→ **Dataset entries**

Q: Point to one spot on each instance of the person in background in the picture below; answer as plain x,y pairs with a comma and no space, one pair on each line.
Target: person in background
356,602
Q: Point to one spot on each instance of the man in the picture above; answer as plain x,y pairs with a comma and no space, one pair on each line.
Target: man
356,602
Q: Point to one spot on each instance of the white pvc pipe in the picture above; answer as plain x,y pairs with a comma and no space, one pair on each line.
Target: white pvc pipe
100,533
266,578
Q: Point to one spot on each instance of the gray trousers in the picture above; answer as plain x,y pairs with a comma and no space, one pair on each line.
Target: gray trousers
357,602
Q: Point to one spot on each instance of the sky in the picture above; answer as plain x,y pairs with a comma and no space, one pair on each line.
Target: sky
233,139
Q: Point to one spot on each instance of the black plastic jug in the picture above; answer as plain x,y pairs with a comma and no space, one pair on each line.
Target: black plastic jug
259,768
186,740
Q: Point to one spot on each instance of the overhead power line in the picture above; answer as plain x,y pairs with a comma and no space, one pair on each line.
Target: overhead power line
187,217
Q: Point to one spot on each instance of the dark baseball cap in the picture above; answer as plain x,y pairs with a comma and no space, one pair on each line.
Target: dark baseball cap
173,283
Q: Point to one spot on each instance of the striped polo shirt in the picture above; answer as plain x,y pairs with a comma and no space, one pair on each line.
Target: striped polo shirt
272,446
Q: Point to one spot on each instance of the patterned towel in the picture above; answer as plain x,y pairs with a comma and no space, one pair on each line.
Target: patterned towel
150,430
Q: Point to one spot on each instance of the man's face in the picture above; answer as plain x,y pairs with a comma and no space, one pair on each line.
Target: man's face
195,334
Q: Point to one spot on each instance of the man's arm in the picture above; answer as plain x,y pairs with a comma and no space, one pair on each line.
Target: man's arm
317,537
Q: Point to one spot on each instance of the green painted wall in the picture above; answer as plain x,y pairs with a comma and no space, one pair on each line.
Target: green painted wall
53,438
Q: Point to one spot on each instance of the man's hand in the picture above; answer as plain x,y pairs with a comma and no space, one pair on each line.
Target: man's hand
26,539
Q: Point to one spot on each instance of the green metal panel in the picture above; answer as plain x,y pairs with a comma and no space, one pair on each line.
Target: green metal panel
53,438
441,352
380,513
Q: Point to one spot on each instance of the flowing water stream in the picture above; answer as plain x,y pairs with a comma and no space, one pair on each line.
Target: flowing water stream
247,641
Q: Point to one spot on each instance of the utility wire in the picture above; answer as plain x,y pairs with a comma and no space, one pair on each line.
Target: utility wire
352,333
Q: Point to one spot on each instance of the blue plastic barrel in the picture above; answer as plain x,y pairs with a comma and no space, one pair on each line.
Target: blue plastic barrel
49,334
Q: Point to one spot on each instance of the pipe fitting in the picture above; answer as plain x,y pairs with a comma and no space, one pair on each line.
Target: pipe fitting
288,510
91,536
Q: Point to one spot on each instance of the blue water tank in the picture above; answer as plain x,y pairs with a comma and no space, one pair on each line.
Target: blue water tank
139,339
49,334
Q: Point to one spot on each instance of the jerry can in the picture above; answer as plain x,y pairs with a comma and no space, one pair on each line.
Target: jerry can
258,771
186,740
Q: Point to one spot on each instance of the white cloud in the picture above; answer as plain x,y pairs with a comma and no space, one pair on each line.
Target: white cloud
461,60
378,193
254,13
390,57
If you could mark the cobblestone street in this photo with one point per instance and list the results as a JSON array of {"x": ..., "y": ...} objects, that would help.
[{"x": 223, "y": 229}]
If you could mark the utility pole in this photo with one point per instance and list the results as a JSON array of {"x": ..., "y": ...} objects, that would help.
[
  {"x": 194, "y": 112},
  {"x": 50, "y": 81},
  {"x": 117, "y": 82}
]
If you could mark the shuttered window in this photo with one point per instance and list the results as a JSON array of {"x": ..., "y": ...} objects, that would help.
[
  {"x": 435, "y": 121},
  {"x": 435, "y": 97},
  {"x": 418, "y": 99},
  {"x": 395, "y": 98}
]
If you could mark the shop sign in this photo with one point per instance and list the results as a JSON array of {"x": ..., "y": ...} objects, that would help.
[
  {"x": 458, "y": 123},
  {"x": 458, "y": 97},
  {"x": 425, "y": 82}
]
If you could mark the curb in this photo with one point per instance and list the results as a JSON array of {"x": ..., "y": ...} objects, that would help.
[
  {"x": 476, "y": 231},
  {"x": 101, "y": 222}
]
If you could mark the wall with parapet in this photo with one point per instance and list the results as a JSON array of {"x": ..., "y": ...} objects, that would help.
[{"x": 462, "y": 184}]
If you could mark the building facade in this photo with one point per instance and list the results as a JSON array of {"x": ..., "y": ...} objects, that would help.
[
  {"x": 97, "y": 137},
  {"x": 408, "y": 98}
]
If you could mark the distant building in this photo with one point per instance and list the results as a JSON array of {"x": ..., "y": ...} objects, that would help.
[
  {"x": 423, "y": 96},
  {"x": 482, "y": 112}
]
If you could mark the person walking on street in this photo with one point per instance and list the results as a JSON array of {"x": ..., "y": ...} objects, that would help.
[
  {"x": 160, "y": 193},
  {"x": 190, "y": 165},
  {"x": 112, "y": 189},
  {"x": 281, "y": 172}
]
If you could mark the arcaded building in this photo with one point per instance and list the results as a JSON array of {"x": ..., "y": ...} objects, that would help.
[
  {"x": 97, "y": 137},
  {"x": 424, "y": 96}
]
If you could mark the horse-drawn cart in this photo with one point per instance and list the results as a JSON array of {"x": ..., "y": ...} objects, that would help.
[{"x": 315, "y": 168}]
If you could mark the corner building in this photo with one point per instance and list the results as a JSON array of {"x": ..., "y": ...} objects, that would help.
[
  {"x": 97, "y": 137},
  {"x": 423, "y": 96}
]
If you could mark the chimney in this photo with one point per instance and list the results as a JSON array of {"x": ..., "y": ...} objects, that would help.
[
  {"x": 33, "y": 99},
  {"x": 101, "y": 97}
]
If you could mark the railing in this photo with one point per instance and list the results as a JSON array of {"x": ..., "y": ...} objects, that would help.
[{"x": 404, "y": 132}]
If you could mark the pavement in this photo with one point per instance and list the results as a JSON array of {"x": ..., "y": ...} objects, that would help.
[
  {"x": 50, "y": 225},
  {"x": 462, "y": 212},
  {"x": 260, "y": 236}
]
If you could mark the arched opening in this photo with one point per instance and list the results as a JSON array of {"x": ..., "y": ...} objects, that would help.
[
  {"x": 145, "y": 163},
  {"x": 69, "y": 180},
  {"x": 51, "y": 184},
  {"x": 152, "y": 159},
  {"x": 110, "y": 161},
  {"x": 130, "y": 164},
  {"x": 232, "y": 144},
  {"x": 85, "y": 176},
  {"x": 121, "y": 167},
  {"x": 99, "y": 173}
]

→ **STATED TASK**
Starting at the line containing "If you could mark the chimney" and ending at the last line of the data, rewrite those lines with "that would help" replaced by "that would be useful" everywhere it appears. Leave everything else unchanged.

→ **EXERCISE OUTPUT**
If you could mark the chimney in this photo with one point per instance and list the results as a JSON array of {"x": ..., "y": ...} objects, that would be useful.
[
  {"x": 33, "y": 99},
  {"x": 101, "y": 97}
]
If you could mark the railing in this photo with one point per instance and list the results as a JSON array of {"x": ..., "y": ...} objects, that would be useful.
[{"x": 404, "y": 132}]
If you could mark the pavement in this photo with one point per instance and list the results as a JSON array of {"x": ..., "y": ...} objects, that would be useful.
[
  {"x": 50, "y": 225},
  {"x": 462, "y": 212},
  {"x": 260, "y": 236}
]
If you could mark the arched opening in this photo with one point per instance and list the results as a JSON array of {"x": ..., "y": ...} objects, that would be useful.
[
  {"x": 145, "y": 163},
  {"x": 69, "y": 180},
  {"x": 51, "y": 184},
  {"x": 152, "y": 159},
  {"x": 110, "y": 161},
  {"x": 130, "y": 164},
  {"x": 232, "y": 144},
  {"x": 85, "y": 176},
  {"x": 121, "y": 167},
  {"x": 99, "y": 173}
]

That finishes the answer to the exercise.